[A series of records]

○ ○ ○ ○ ○

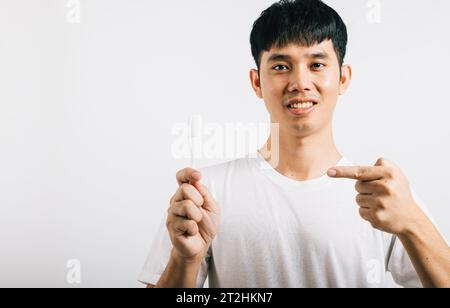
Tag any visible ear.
[250,69,263,99]
[339,64,352,95]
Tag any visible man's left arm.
[328,158,450,288]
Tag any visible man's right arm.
[148,251,202,288]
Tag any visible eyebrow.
[267,51,330,63]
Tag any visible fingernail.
[328,169,337,177]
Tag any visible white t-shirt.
[139,154,428,288]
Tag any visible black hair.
[250,0,348,69]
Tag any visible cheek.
[319,73,339,97]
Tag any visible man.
[140,0,450,287]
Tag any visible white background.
[0,0,450,287]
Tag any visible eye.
[311,63,325,70]
[272,64,289,71]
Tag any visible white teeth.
[291,102,314,109]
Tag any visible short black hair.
[250,0,348,69]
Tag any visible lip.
[286,98,319,116]
[286,105,317,116]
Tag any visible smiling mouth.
[288,102,317,110]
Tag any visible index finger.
[177,168,202,185]
[328,166,385,181]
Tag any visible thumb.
[194,181,219,213]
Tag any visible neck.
[260,126,342,181]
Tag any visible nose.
[288,68,313,92]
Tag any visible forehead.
[261,40,337,63]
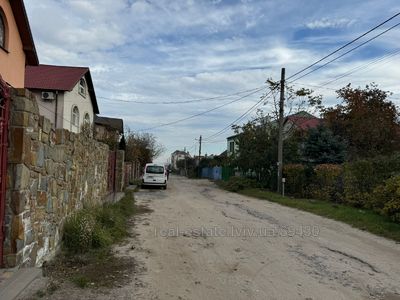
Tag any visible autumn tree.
[301,125,347,165]
[323,83,400,159]
[124,129,164,166]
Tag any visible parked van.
[142,164,167,189]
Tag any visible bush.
[343,153,400,207]
[310,164,342,202]
[219,176,258,192]
[63,209,96,252]
[369,175,400,222]
[283,164,307,197]
[63,192,135,253]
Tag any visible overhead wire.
[138,87,265,131]
[288,22,400,83]
[286,12,400,80]
[205,91,272,140]
[97,87,266,105]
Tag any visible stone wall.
[4,89,112,267]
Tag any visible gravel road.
[20,176,400,300]
[132,177,400,299]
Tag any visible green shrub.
[343,153,400,207]
[63,192,135,253]
[219,176,258,192]
[283,164,308,197]
[63,209,96,252]
[369,175,400,222]
[310,164,342,202]
[92,225,115,249]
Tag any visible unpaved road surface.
[131,177,400,300]
[20,177,400,300]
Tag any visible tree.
[231,80,321,188]
[125,129,164,166]
[323,83,400,159]
[301,125,347,164]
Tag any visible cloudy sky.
[25,0,400,161]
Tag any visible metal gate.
[0,75,10,267]
[107,151,117,192]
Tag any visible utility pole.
[197,135,202,178]
[278,68,285,194]
[199,135,201,164]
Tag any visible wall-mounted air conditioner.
[42,92,54,101]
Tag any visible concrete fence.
[3,89,124,267]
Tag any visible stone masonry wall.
[4,89,112,267]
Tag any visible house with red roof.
[226,111,323,156]
[25,65,99,133]
[283,111,322,138]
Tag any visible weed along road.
[133,176,400,299]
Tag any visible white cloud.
[25,0,400,162]
[305,18,354,29]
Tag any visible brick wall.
[4,89,113,267]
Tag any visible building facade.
[0,0,39,88]
[25,65,99,133]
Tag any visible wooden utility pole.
[197,135,202,178]
[278,68,285,194]
[199,136,201,164]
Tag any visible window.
[83,113,90,124]
[79,78,86,97]
[229,142,235,153]
[71,106,79,128]
[0,9,6,48]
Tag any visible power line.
[97,87,260,105]
[205,91,272,140]
[290,22,400,83]
[286,12,400,80]
[322,49,400,86]
[138,87,265,131]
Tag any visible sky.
[25,0,400,162]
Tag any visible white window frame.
[78,77,87,98]
[83,112,90,124]
[71,105,79,130]
[0,7,7,51]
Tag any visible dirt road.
[132,177,400,300]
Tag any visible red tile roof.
[10,0,39,66]
[25,65,99,114]
[25,65,89,91]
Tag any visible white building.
[171,150,190,170]
[25,65,99,133]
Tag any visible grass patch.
[63,191,135,253]
[234,188,400,242]
[71,275,90,289]
[43,190,151,295]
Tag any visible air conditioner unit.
[42,92,54,101]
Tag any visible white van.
[142,164,167,189]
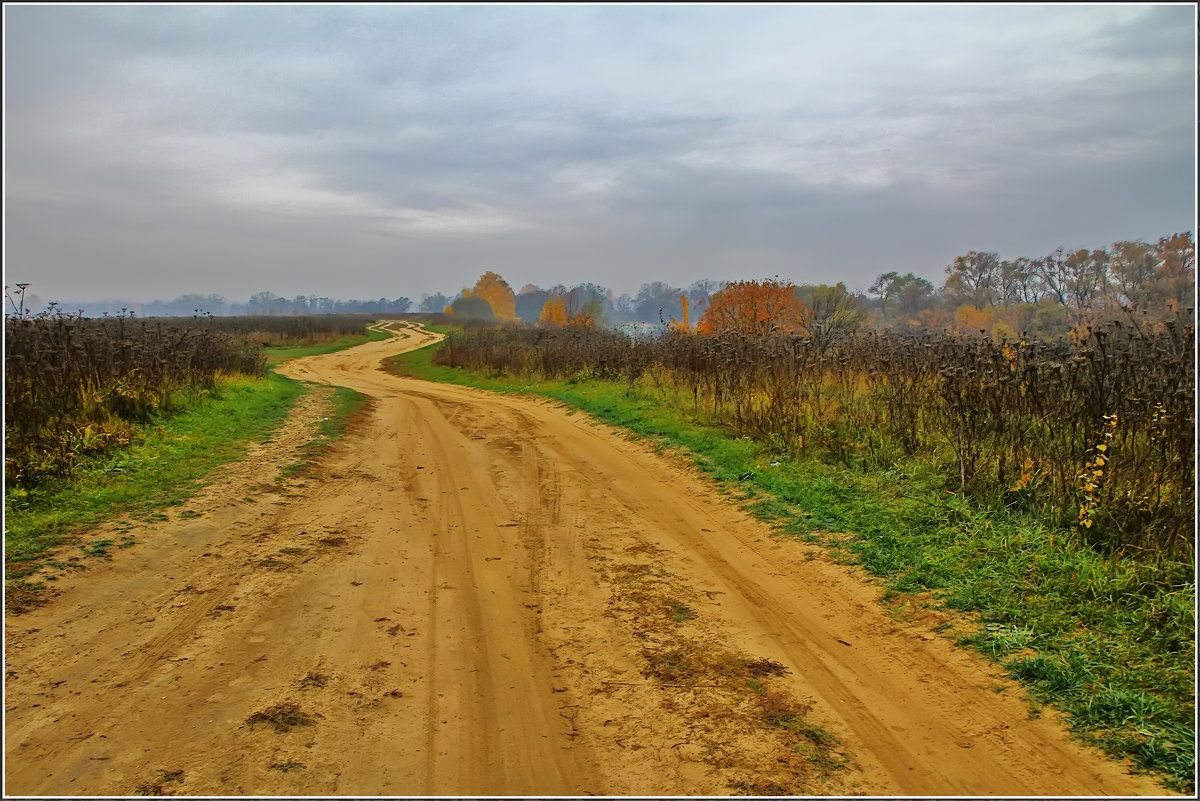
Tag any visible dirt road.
[5,321,1163,796]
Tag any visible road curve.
[5,325,1164,796]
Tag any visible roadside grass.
[388,347,1195,793]
[263,331,391,367]
[5,321,389,614]
[277,386,371,482]
[5,373,304,610]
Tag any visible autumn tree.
[564,284,614,327]
[472,270,517,323]
[700,278,808,337]
[516,284,550,324]
[420,293,450,312]
[1154,231,1196,308]
[634,281,683,323]
[942,251,1001,309]
[866,272,935,325]
[538,297,566,327]
[446,290,496,323]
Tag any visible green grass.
[5,323,389,612]
[280,386,370,480]
[5,373,304,579]
[389,335,1195,791]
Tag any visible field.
[6,316,1194,795]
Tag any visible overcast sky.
[4,4,1196,301]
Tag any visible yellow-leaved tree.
[473,270,517,323]
[538,295,566,327]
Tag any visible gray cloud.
[5,5,1195,300]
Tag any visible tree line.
[432,231,1195,339]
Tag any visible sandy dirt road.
[5,327,1163,796]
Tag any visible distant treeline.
[432,231,1195,338]
[22,291,422,317]
[6,231,1195,338]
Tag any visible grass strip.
[388,338,1195,793]
[5,373,304,579]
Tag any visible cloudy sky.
[4,4,1196,300]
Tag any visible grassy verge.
[389,340,1195,791]
[280,386,371,481]
[5,331,389,612]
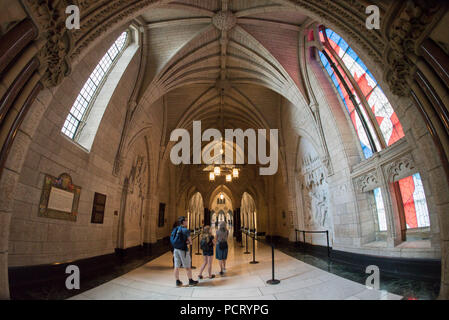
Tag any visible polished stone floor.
[276,242,440,300]
[71,230,402,300]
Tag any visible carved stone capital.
[22,0,74,87]
[384,0,444,95]
[384,153,415,183]
[354,171,379,193]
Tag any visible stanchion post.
[190,244,196,269]
[243,232,251,254]
[267,243,281,284]
[250,233,259,264]
[302,231,306,253]
[195,235,201,256]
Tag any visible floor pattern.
[70,232,402,300]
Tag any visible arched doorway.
[240,192,257,232]
[187,192,204,230]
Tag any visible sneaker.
[189,279,198,286]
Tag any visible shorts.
[173,249,192,269]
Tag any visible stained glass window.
[398,173,430,229]
[61,31,128,139]
[319,28,404,158]
[373,188,387,231]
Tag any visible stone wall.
[8,27,139,266]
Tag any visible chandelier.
[205,164,239,182]
[204,142,239,182]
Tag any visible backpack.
[218,241,228,250]
[170,226,186,249]
[200,239,209,251]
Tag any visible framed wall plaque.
[38,173,81,221]
[90,192,106,224]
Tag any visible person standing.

○ ○ ○ ○ ○

Recast all the lines above as a JSON list of strings, one string per line, with blank lines dropped. Omit the picture lines.

**Task answer**
[
  "Tag any visible ear.",
  "[250,69,263,99]",
  "[339,64,352,95]",
  "Tag any visible man's left arm.",
  "[328,158,450,288]",
  "Tag any visible man's right arm.",
  "[148,251,202,288]",
  "Tag any visible eyebrow.",
  "[267,51,330,63]",
  "Tag any visible fingernail.",
  "[328,169,337,177]",
  "Tag any visible white t-shirt.",
  "[139,154,428,288]",
  "Tag any visible black hair.",
  "[250,0,348,69]",
  "Tag any visible cheek.",
  "[319,73,339,97]",
  "Tag any visible man.",
  "[140,0,450,287]",
  "Tag any visible white background.",
  "[0,0,450,287]",
  "Tag any visible eye.",
  "[311,63,325,70]",
  "[272,64,289,71]",
  "Tag any visible white teeth.",
  "[291,102,314,109]",
  "Tag any visible short black hair.",
  "[250,0,348,69]",
  "Tag any visible lip.",
  "[286,98,319,116]",
  "[286,105,317,116]",
  "Tag any visible smiling mouth.",
  "[288,102,317,110]",
  "Tag any visible index finger.",
  "[177,168,202,185]",
  "[328,166,385,181]",
  "Tag any visible thumb.",
  "[194,181,219,213]",
  "Tag any visible neck.",
  "[260,126,342,181]",
  "Tag any visible nose.",
  "[288,68,313,92]",
  "Tag any visible forehead.",
  "[261,40,337,63]",
  "Tag any visible autumn tree.",
  "[301,125,347,165]",
  "[323,83,400,159]",
  "[124,129,164,166]",
  "Tag any visible parked van.",
  "[142,164,167,189]",
  "Tag any visible bush.",
  "[343,153,400,207]",
  "[310,164,342,202]",
  "[219,176,258,192]",
  "[63,209,96,252]",
  "[369,175,400,222]",
  "[283,164,307,197]",
  "[63,192,135,253]",
  "Tag any visible overhead wire.",
  "[138,87,265,131]",
  "[288,22,400,83]",
  "[286,12,400,80]",
  "[205,91,272,140]",
  "[97,87,266,105]",
  "Tag any visible stone wall.",
  "[4,89,112,267]",
  "Tag any visible gravel road.",
  "[20,176,400,300]",
  "[132,177,400,299]",
  "Tag any visible green shrub.",
  "[343,153,400,207]",
  "[63,192,135,253]",
  "[219,176,258,192]",
  "[283,164,308,197]",
  "[63,209,96,252]",
  "[369,175,400,222]",
  "[310,164,342,202]",
  "[92,225,115,249]",
  "Tag any visible unpaved road surface.",
  "[131,177,400,300]",
  "[20,177,400,300]",
  "Tag any visible tree.",
  "[231,80,321,188]",
  "[125,129,164,166]",
  "[323,83,400,159]",
  "[301,125,347,164]",
  "Tag any visible cloudy sky.",
  "[25,0,400,161]",
  "Tag any visible metal gate.",
  "[0,75,10,267]",
  "[107,151,117,192]",
  "Tag any visible utility pole.",
  "[197,135,202,178]",
  "[278,68,285,194]",
  "[199,135,201,164]",
  "Tag any visible wall-mounted air conditioner.",
  "[42,92,54,101]",
  "Tag any visible concrete fence.",
  "[3,89,124,267]",
  "Tag any visible stone masonry wall.",
  "[4,89,112,267]",
  "Tag any visible house with red roof.",
  "[226,111,323,156]",
  "[25,65,99,133]",
  "[283,111,322,138]",
  "Tag any visible weed along road.",
  "[133,176,400,299]",
  "Tag any visible white cloud.",
  "[25,0,400,162]",
  "[305,18,354,29]",
  "Tag any visible brick wall.",
  "[4,89,113,267]",
  "Tag any visible building facade.",
  "[0,0,39,88]",
  "[25,65,99,133]",
  "Tag any visible wooden utility pole.",
  "[197,135,202,178]",
  "[278,68,285,194]",
  "[199,136,201,164]",
  "Tag any visible window.",
  "[83,113,90,124]",
  "[79,78,86,97]",
  "[229,142,235,153]",
  "[71,106,79,128]",
  "[0,9,6,48]",
  "Tag any visible power line.",
  "[97,87,260,105]",
  "[205,91,272,140]",
  "[290,22,400,83]",
  "[286,12,400,80]",
  "[322,49,400,86]",
  "[138,87,265,131]",
  "Tag any visible sky.",
  "[25,0,400,162]",
  "Tag any visible white window frame.",
  "[78,77,87,98]",
  "[83,112,90,124]",
  "[71,105,79,130]",
  "[0,7,7,51]",
  "Tag any visible dirt road.",
  "[132,177,400,300]",
  "Tag any visible red tile roof.",
  "[10,0,39,66]",
  "[25,65,99,114]",
  "[25,65,89,91]",
  "Tag any visible white building.",
  "[171,150,190,170]",
  "[25,65,99,133]",
  "Tag any visible grass patch.",
  "[63,191,135,253]",
  "[234,188,400,242]",
  "[71,275,90,289]",
  "[43,190,151,295]",
  "Tag any visible air conditioner unit.",
  "[42,92,54,101]",
  "Tag any visible white van.",
  "[142,164,167,189]",
  "Tag any visible dirt road.",
  "[5,321,1163,796]",
  "Tag any visible road curve.",
  "[5,325,1164,796]",
  "Tag any visible roadside grass.",
  "[388,347,1195,793]",
  "[263,331,391,367]",
  "[5,321,389,614]",
  "[277,386,371,482]",
  "[5,373,304,610]",
  "Tag any visible autumn tree.",
  "[564,284,614,327]",
  "[472,270,517,323]",
  "[700,278,808,337]",
  "[516,284,550,324]",
  "[420,293,450,312]",
  "[1154,231,1196,308]",
  "[634,281,683,323]",
  "[942,251,1001,309]",
  "[866,272,935,325]",
  "[538,297,566,327]",
  "[446,290,496,323]",
  "Tag any visible green grass.",
  "[5,323,389,612]",
  "[280,386,370,480]",
  "[5,373,304,579]",
  "[389,335,1195,791]",
  "Tag any visible field.",
  "[6,316,1194,795]",
  "Tag any visible overcast sky.",
  "[4,4,1196,301]",
  "Tag any visible yellow-leaved tree.",
  "[473,270,517,323]",
  "[538,295,566,327]",
  "Tag any visible gray cloud.",
  "[5,5,1195,300]",
  "Tag any visible tree line.",
  "[432,231,1195,339]",
  "Tag any visible sandy dirt road.",
  "[5,327,1163,796]",
  "Tag any visible distant treeline.",
  "[432,231,1195,338]",
  "[22,291,422,317]",
  "[6,231,1195,338]",
  "Tag any visible grass strip.",
  "[388,338,1195,793]",
  "[5,373,304,579]",
  "Tag any visible cloudy sky.",
  "[4,4,1196,300]",
  "Tag any visible grassy verge.",
  "[389,340,1195,791]",
  "[280,386,371,481]",
  "[5,331,389,612]",
  "Tag any visible polished stone floor.",
  "[276,242,440,300]",
  "[71,230,402,300]",
  "Tag any visible carved stone capital.",
  "[22,0,74,87]",
  "[384,0,444,95]",
  "[384,153,415,183]",
  "[354,171,379,193]",
  "Tag any visible stanchion post.",
  "[190,244,196,269]",
  "[243,232,251,254]",
  "[267,243,281,284]",
  "[250,233,259,264]",
  "[302,231,306,253]",
  "[195,235,201,256]",
  "Tag any visible floor pattern.",
  "[70,232,402,300]",
  "Tag any visible arched doorway.",
  "[240,192,257,232]",
  "[187,192,204,230]",
  "Tag any visible sneaker.",
  "[189,279,198,286]",
  "Tag any visible shorts.",
  "[173,249,192,269]",
  "Tag any visible stained glass window.",
  "[398,173,430,229]",
  "[61,31,128,139]",
  "[319,28,404,158]",
  "[373,188,387,231]",
  "Tag any visible stone wall.",
  "[8,27,139,266]",
  "Tag any visible chandelier.",
  "[205,164,239,182]",
  "[204,142,239,182]",
  "Tag any visible backpack.",
  "[218,241,228,250]",
  "[170,226,186,249]",
  "[200,239,209,251]",
  "Tag any visible framed wall plaque.",
  "[38,173,81,221]",
  "[90,192,106,224]",
  "Tag any visible person standing."
]